Copy out the lines of the items below, from the line containing "segment(query) marks the" through the line containing "153L127 173L224 162L273", character for character, and leave the pictures out.

-- begin Record extracts --

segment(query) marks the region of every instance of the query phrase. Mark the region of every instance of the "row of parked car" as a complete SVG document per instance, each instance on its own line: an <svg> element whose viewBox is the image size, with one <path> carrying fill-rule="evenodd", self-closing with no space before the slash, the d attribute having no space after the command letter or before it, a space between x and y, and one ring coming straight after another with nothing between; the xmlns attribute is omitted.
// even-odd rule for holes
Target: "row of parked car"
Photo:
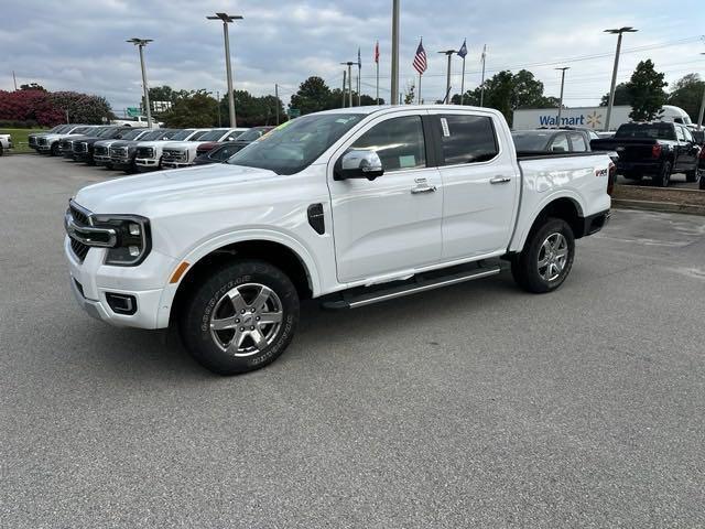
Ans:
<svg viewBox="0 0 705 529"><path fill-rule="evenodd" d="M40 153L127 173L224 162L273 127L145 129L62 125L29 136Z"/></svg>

-- end Record extracts --
-- begin Record extracts --

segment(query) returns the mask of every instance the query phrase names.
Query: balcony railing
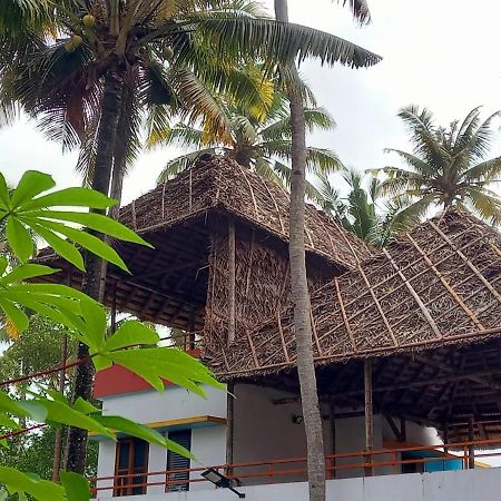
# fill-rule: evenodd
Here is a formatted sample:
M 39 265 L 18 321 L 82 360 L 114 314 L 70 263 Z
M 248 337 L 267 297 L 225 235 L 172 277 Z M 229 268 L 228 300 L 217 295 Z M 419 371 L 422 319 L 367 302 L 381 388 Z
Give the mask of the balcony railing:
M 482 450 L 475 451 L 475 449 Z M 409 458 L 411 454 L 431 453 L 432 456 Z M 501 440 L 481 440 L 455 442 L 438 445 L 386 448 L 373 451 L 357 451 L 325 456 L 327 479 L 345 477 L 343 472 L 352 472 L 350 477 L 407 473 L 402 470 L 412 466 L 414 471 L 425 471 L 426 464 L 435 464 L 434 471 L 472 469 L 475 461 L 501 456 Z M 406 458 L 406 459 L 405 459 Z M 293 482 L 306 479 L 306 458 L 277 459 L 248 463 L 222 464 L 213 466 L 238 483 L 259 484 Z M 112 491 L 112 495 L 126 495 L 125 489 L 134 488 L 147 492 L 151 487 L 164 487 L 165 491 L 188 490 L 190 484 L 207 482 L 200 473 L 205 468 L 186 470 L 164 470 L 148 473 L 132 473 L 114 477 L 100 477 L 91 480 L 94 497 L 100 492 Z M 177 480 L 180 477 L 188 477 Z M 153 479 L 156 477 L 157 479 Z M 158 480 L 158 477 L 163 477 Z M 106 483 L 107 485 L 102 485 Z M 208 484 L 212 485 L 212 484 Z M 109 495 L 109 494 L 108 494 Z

-- end Record extracts --
-- begin Record extracts --

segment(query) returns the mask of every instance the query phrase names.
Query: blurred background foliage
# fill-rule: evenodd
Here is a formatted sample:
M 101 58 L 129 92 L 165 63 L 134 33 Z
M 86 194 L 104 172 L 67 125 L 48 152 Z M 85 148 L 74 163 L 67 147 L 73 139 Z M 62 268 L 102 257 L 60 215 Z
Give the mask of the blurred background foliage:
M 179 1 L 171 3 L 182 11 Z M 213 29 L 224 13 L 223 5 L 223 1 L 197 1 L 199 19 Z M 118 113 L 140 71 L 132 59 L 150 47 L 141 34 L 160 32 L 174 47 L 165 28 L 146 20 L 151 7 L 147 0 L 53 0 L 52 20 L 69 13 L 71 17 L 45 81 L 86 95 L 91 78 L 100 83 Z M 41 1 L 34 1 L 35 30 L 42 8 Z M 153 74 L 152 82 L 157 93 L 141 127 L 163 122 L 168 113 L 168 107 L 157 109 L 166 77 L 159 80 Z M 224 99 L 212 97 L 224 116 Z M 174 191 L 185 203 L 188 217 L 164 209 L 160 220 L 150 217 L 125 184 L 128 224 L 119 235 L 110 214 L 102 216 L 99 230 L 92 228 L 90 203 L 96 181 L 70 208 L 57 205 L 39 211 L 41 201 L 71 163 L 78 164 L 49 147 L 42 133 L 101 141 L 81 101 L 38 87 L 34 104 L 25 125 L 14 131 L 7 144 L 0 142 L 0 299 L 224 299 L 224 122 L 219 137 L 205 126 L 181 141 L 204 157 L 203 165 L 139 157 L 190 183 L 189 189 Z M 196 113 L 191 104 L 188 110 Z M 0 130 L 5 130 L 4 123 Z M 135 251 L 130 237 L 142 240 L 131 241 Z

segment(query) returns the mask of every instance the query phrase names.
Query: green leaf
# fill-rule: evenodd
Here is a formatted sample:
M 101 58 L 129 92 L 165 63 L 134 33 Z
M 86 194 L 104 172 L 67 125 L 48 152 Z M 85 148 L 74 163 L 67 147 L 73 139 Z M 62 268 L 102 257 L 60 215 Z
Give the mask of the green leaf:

-- end Record extracts --

Result of the task:
segment(query) marks the region of every instance of the query phrase. Mark the region of every instance of the "row of parked car" as a complete SVG document per instance, each instance on its own line: an <svg> element whose viewBox is the image size, with one <path> carrying fill-rule="evenodd", self-closing with no space before the slash, the d attribute having no space after the command letter or before it, a space between x and y, and one ring coming straight after another with nothing between; the xmlns attribute is omitted.
// even-odd rule for holes
Target: "row of parked car"
Photo:
Ans:
<svg viewBox="0 0 705 529"><path fill-rule="evenodd" d="M40 153L127 173L224 162L273 127L145 129L62 125L29 136Z"/></svg>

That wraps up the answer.